(Referring expression pointing data)
════════════════
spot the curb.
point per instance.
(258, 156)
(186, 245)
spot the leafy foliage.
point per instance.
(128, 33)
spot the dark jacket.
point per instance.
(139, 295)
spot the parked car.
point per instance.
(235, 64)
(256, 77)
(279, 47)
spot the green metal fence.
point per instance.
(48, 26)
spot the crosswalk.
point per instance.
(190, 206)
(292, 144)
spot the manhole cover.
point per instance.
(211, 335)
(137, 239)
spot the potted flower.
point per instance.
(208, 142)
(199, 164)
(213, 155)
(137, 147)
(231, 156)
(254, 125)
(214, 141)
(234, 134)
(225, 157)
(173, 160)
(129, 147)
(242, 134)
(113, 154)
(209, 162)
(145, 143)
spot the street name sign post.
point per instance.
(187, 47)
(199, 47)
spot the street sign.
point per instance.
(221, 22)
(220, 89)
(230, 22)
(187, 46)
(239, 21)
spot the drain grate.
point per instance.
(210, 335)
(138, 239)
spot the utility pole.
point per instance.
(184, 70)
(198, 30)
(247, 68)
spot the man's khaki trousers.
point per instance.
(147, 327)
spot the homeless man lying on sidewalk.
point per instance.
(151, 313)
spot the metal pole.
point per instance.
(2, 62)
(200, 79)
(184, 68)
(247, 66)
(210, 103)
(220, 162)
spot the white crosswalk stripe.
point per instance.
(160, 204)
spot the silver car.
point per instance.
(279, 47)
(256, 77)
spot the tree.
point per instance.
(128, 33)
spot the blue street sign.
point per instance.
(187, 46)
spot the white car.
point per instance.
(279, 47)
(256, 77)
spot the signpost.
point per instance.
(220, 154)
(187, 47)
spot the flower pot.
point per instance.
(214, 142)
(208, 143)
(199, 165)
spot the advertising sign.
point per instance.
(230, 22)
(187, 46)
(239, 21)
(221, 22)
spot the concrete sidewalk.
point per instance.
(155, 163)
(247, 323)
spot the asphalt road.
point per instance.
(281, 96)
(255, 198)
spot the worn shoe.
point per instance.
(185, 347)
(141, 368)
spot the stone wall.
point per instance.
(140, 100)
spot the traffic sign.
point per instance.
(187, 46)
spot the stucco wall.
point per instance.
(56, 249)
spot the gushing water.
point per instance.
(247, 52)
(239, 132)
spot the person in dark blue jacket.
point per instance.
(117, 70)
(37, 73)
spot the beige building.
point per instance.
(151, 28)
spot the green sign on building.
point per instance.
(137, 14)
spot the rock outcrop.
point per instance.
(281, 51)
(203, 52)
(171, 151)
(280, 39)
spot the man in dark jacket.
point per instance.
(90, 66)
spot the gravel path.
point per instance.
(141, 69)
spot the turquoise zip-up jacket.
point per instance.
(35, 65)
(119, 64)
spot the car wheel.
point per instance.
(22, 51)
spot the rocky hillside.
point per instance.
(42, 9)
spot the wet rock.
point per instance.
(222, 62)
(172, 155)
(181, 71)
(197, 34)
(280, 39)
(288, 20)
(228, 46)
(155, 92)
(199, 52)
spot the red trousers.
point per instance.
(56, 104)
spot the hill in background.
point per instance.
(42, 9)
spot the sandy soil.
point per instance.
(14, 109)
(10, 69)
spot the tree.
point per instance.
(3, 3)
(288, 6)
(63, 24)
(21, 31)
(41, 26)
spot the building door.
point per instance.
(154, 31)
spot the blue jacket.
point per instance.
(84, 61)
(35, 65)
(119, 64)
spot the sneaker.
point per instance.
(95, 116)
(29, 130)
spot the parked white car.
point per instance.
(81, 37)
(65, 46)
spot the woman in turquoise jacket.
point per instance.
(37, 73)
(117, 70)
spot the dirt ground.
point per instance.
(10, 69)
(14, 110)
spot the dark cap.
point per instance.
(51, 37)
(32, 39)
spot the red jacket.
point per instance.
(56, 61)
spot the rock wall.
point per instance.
════════════════
- _Requirement_
From the first line above through the line that contains "spot the potted flower.", quote each line exactly. Output nothing more.

- _Answer_
spot the curb.
point per instance.
(258, 156)
(186, 245)
spot the leafy foliage.
point per instance.
(128, 33)
spot the dark jacket.
point per instance.
(139, 295)
spot the parked car.
point per instance.
(235, 64)
(256, 77)
(279, 47)
spot the green metal fence.
point per instance.
(48, 26)
spot the crosswalk.
point per instance.
(190, 206)
(292, 144)
spot the manhole cover.
point per instance.
(211, 335)
(137, 239)
spot the potted flower.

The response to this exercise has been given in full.